**EXERCISE DETAILS**
Please copy the data below word for word, leaving out the pictures.

**MATERIAL**

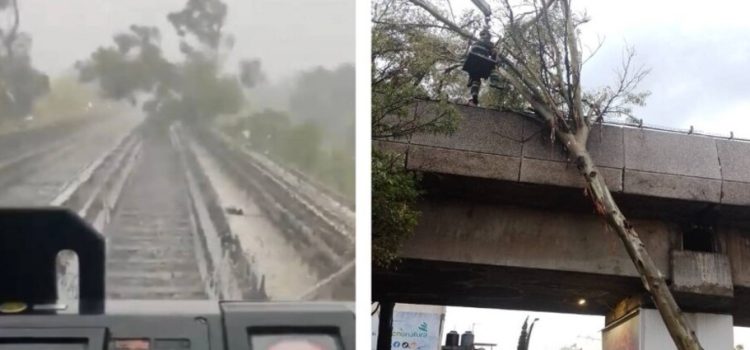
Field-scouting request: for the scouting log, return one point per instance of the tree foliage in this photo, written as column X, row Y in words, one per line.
column 193, row 88
column 20, row 83
column 394, row 195
column 541, row 56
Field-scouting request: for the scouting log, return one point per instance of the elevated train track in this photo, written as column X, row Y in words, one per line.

**OUTPUT FOR THIS TASK**
Field-scouting request: for the scouting log, return one point per instance of the tree foliage in this photo, written as column X, row Y in words, one per line.
column 193, row 88
column 20, row 83
column 394, row 195
column 541, row 56
Field-scouting request: for the scouting log, return one point per instance of the elevated train track in this photo, written as column X, row Y in words, one per line.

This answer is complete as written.